#### Instructions for the task
Reproduce the listing below verbatim, starting with its first line and going on through the line that contains "column 42, row 118", both ends included.

═══

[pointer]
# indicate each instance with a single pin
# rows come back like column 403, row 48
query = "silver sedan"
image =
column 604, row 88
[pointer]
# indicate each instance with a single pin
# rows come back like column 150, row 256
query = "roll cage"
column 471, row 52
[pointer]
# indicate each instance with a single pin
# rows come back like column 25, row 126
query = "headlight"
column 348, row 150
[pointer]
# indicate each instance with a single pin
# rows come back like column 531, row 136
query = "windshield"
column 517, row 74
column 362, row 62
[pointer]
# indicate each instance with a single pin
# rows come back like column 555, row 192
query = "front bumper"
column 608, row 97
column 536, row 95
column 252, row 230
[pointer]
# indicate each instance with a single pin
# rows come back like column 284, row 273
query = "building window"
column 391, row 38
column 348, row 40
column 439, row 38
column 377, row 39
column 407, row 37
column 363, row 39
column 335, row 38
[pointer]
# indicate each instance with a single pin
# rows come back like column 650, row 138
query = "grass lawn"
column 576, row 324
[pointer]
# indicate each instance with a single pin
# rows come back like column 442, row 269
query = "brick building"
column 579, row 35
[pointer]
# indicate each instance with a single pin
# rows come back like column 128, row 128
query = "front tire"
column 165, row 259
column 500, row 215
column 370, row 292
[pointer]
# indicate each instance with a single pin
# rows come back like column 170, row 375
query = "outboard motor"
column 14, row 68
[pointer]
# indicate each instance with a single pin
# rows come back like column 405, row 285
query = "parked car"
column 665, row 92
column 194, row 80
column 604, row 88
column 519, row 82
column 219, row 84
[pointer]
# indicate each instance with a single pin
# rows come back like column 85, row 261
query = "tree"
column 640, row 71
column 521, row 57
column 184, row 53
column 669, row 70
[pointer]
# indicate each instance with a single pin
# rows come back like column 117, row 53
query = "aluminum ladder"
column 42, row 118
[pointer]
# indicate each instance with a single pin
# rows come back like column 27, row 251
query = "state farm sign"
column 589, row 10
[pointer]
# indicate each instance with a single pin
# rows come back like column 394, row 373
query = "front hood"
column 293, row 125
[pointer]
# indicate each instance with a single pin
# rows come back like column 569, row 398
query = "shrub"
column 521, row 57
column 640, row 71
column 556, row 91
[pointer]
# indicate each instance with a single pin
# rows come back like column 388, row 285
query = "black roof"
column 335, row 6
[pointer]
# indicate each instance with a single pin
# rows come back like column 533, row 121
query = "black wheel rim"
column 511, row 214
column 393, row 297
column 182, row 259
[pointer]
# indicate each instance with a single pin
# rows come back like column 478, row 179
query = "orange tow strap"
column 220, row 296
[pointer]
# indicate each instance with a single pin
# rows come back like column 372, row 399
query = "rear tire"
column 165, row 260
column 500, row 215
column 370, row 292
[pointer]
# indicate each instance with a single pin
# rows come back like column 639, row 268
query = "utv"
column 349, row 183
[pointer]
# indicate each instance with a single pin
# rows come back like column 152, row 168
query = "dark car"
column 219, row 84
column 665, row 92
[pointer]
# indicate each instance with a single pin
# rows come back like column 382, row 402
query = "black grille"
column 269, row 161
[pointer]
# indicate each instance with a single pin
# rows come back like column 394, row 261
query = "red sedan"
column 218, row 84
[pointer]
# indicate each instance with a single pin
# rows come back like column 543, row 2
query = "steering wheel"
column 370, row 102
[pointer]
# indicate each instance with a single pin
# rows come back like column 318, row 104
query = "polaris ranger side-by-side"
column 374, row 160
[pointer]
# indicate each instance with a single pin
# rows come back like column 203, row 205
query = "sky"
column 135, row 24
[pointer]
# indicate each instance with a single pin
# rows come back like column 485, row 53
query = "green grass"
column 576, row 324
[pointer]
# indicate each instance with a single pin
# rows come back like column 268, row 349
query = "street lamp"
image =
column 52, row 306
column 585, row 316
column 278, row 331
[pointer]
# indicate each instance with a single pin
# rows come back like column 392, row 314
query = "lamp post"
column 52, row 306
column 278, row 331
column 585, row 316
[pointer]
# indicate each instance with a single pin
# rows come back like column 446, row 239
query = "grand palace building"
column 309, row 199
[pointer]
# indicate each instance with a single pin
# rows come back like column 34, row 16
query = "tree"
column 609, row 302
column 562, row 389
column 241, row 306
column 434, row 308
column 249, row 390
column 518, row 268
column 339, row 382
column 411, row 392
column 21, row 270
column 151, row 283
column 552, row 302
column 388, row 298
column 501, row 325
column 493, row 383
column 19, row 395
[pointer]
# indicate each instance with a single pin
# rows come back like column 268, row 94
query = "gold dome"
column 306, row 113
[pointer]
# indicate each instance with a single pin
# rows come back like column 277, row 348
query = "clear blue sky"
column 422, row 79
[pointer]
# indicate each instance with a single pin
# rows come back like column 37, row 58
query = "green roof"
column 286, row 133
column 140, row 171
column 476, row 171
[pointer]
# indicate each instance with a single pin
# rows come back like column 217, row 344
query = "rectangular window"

═══

#### Exercise solution
[pointer]
# indicate each instance with a single pin
# rows come back like column 403, row 48
query = "silver sedan"
image =
column 604, row 88
[pointer]
# indicate each instance with a single pin
# rows come back like column 150, row 256
query = "roll cage"
column 471, row 52
[pointer]
# indicate each instance with a single pin
# rows come back like column 25, row 126
query = "headlight"
column 348, row 150
[pointer]
# indicate each instance with a single pin
# rows come back like column 531, row 136
query = "windshield"
column 517, row 74
column 362, row 62
[pointer]
# indicate each instance with a single pin
# rows come back like column 555, row 192
query = "front bumper"
column 608, row 97
column 536, row 95
column 252, row 230
[pointer]
# indicate each instance with a single pin
# rows come back like column 284, row 273
query = "building window"
column 391, row 38
column 348, row 40
column 439, row 38
column 377, row 39
column 407, row 37
column 363, row 39
column 335, row 38
[pointer]
# indicate each instance with a single pin
# rows come back like column 650, row 138
query = "grass lawn"
column 576, row 324
[pointer]
# indicate each instance with a single pin
# rows come back like column 442, row 269
query = "brick building"
column 579, row 35
[pointer]
# indicate each instance with a single pin
# rows come back like column 128, row 128
query = "front tire"
column 165, row 259
column 500, row 215
column 370, row 292
[pointer]
# indicate each instance with a single pin
# rows come back like column 170, row 375
query = "outboard motor"
column 14, row 68
[pointer]
# indicate each instance with a single pin
# rows come back like column 405, row 285
query = "parked car"
column 665, row 92
column 194, row 80
column 604, row 88
column 519, row 82
column 219, row 84
[pointer]
# indicate each instance with a single pin
# rows come back like column 85, row 261
query = "tree"
column 640, row 71
column 521, row 57
column 184, row 53
column 669, row 70
[pointer]
# indicate each instance with a single pin
# rows come back like column 117, row 53
query = "aluminum ladder"
column 42, row 118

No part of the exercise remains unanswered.